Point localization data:

┏━━

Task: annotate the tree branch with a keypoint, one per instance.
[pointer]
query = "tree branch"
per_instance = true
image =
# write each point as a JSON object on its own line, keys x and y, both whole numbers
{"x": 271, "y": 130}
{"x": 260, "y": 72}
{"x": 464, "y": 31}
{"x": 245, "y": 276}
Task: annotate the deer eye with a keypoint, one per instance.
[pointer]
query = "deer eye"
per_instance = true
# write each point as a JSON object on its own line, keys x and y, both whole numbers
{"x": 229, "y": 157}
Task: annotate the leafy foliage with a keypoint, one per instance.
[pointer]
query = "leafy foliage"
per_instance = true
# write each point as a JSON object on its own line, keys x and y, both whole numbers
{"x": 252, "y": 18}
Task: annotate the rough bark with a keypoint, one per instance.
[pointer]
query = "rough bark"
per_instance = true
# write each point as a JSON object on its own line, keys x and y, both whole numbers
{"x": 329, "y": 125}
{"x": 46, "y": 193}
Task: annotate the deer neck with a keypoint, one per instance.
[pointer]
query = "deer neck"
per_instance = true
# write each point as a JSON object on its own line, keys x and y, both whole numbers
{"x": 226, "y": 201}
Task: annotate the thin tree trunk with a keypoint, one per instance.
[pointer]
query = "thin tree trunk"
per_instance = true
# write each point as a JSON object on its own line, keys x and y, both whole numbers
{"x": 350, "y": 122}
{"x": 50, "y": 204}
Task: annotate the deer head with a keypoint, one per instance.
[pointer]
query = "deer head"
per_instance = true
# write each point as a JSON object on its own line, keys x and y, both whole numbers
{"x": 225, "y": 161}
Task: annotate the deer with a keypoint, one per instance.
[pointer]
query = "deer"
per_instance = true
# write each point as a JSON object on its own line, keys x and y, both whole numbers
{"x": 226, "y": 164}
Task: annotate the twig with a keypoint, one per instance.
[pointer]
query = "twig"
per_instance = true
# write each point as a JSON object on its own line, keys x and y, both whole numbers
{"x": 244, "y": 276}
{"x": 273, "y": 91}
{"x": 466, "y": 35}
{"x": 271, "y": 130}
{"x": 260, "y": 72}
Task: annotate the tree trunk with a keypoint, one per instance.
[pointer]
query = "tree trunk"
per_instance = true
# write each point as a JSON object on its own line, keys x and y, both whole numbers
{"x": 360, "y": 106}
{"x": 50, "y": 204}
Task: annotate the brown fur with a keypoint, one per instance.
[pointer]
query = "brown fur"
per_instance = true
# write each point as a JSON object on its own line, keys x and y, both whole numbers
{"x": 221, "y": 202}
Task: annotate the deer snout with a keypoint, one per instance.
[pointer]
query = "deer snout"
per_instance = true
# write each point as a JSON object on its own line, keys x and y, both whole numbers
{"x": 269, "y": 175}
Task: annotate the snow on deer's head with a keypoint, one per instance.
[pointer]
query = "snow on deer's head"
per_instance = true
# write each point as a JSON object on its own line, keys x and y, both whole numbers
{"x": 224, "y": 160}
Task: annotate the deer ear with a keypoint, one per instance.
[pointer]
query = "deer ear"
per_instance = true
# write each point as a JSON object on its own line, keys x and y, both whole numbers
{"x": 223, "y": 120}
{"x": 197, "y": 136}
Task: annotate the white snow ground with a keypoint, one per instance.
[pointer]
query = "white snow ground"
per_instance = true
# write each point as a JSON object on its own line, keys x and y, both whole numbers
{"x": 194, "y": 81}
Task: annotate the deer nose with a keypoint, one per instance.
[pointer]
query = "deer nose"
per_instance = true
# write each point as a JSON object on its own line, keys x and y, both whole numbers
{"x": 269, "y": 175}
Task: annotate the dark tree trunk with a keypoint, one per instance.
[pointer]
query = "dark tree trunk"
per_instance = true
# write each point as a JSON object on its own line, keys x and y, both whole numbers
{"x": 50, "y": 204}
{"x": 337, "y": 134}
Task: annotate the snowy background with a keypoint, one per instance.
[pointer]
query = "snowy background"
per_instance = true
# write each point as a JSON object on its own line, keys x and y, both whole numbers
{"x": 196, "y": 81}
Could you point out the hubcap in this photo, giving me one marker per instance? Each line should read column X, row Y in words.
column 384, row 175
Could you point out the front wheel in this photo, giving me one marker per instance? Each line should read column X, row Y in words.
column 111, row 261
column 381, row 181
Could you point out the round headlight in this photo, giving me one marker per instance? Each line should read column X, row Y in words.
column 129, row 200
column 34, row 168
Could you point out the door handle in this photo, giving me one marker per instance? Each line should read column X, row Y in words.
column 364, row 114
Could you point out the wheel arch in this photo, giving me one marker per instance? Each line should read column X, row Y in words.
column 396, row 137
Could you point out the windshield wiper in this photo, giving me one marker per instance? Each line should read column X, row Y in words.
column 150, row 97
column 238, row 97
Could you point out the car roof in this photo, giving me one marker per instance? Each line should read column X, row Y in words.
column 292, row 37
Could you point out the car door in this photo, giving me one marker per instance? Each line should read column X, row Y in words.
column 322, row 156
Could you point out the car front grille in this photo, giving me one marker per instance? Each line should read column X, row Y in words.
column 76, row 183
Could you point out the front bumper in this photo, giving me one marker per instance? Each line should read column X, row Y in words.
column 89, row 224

┗━━

◆ What is required:
Copy out all of the records verbatim.

◆ Solution for this exercise:
Task: annotate the tree branch with a keypoint, one per instance.
[pointer]
query = "tree branch"
per_instance = true
image =
# write each point as a JSON object on its own line, keys x and y, both whole numbers
{"x": 271, "y": 130}
{"x": 260, "y": 72}
{"x": 464, "y": 31}
{"x": 245, "y": 276}
Task: annotate the deer eye with a keypoint, one per instance.
[pointer]
query = "deer eye"
per_instance = true
# write each point as a JSON object on its own line, keys x and y, both whole numbers
{"x": 229, "y": 157}
Task: annotate the leafy foliage with a keypoint, one per instance.
[pointer]
query = "leafy foliage"
per_instance = true
# write each point as a JSON object on its own line, keys x and y, both whole numbers
{"x": 252, "y": 18}
Task: annotate the rough bark with a keypoint, one per instance.
[pointer]
query = "rough bark"
per_instance = true
# write each point as a JSON object on its own line, keys x and y, both whole numbers
{"x": 329, "y": 125}
{"x": 46, "y": 193}
Task: annotate the deer neck with a keypoint, one per instance.
[pointer]
query = "deer neck"
per_instance = true
# write each point as a JSON object on its own line, keys x and y, both whole numbers
{"x": 226, "y": 201}
Task: annotate the thin tree trunk with a keypoint, one per instance.
[pointer]
query = "thin tree trunk"
per_instance = true
# write each point as a JSON object on its own line, keys x and y, both whole numbers
{"x": 350, "y": 122}
{"x": 50, "y": 204}
Task: annotate the deer head with a keypoint, one per instance.
[pointer]
query = "deer head"
per_instance = true
# write each point as a JSON object on its own line, keys x and y, both whole numbers
{"x": 225, "y": 161}
Task: annotate the deer with a keypoint, one per instance.
[pointer]
query = "deer"
per_instance = true
# write each point as a JSON object on its own line, keys x and y, both whole numbers
{"x": 226, "y": 164}
Task: annotate the twig with a keypoint, one per instance.
[pointer]
query = "twig"
per_instance = true
# write each point as a JSON object on its own line, keys x and y, both whole numbers
{"x": 244, "y": 276}
{"x": 273, "y": 91}
{"x": 466, "y": 35}
{"x": 271, "y": 130}
{"x": 260, "y": 72}
Task: annotate the tree trunk with a keypoint, one per instance.
[pointer]
query = "tree trunk"
per_instance = true
# write each point as a JSON object on its own line, keys x and y, both whole numbers
{"x": 360, "y": 106}
{"x": 50, "y": 204}
Task: annotate the brown fur with a keypoint, one per instance.
[pointer]
query = "brown fur"
per_instance = true
# write each point as a JSON object on its own line, keys x and y, both whole numbers
{"x": 221, "y": 202}
Task: annotate the deer snout with a keypoint, one per instance.
[pointer]
query = "deer snout"
per_instance = true
# write each point as a JSON object on its own line, keys x and y, both whole numbers
{"x": 269, "y": 175}
Task: annotate the snow on deer's head with a keypoint, one per instance.
[pointer]
query = "snow on deer's head"
per_instance = true
# write each point as a JSON object on its own line, keys x and y, both whole numbers
{"x": 224, "y": 160}
Task: annotate the deer ear with a keypoint, one per instance.
[pointer]
query = "deer ear"
per_instance = true
# write each point as a JSON object on its own line, keys x and y, both whole numbers
{"x": 223, "y": 120}
{"x": 197, "y": 136}
Task: annotate the white snow ground with a keypoint, one per instance.
[pointer]
query = "white snow ground"
per_instance = true
# write each point as a JSON object on its own line, keys x and y, both whole numbers
{"x": 194, "y": 81}
Task: annotate the deer nose with a keypoint, one per instance.
[pointer]
query = "deer nose"
per_instance = true
# write each point as a JSON object on its own line, keys x and y, both whole numbers
{"x": 269, "y": 175}
Task: annotate the dark tree trunk with a keypoint, one per instance.
[pointer]
query = "dark tree trunk"
per_instance = true
# write each point as a JSON object on its own line, keys x and y, both whole numbers
{"x": 50, "y": 204}
{"x": 337, "y": 134}
Task: annotate the snowy background with a keypoint, one per instance.
[pointer]
query = "snowy background"
per_instance = true
# write each point as a JSON object on its own line, keys x and y, both whole numbers
{"x": 196, "y": 81}
Could you point out the hubcap in this photo, giving me one marker per instance? Each line should read column X, row Y in words.
column 384, row 175
Could you point out the front wheel in this photo, giving me one marker per instance? Each line should read column X, row Y in words.
column 111, row 261
column 381, row 181
Could you point out the round headlight in this photo, giving me one marker per instance? Each line should read column X, row Y in words.
column 129, row 200
column 34, row 168
Could you point out the door handle in this photo, giving me one marker per instance? Each line should read column X, row Y in words.
column 364, row 114
Could you point out the wheel arch in this photo, giving me one marker per instance? Each line should read column X, row Y in words.
column 396, row 137
Could you point out the windshield wiper in this photo, giving me one marker per instance? Each line should read column X, row Y in words.
column 150, row 97
column 238, row 97
Could you point out the car roof in this photo, giving me one marker per instance? Each line should read column X, row Y in words.
column 292, row 37
Could you point out the car door in this photo, giving me one marker per instance? Each line should read column X, row Y in words.
column 322, row 156
Could you point out the car front grille in this photo, giving me one marker per instance? Each line should read column X, row Y in words.
column 76, row 183
Could you point out the front bumper in this photo, giving me one marker per instance? Each line should read column X, row Y in words.
column 89, row 224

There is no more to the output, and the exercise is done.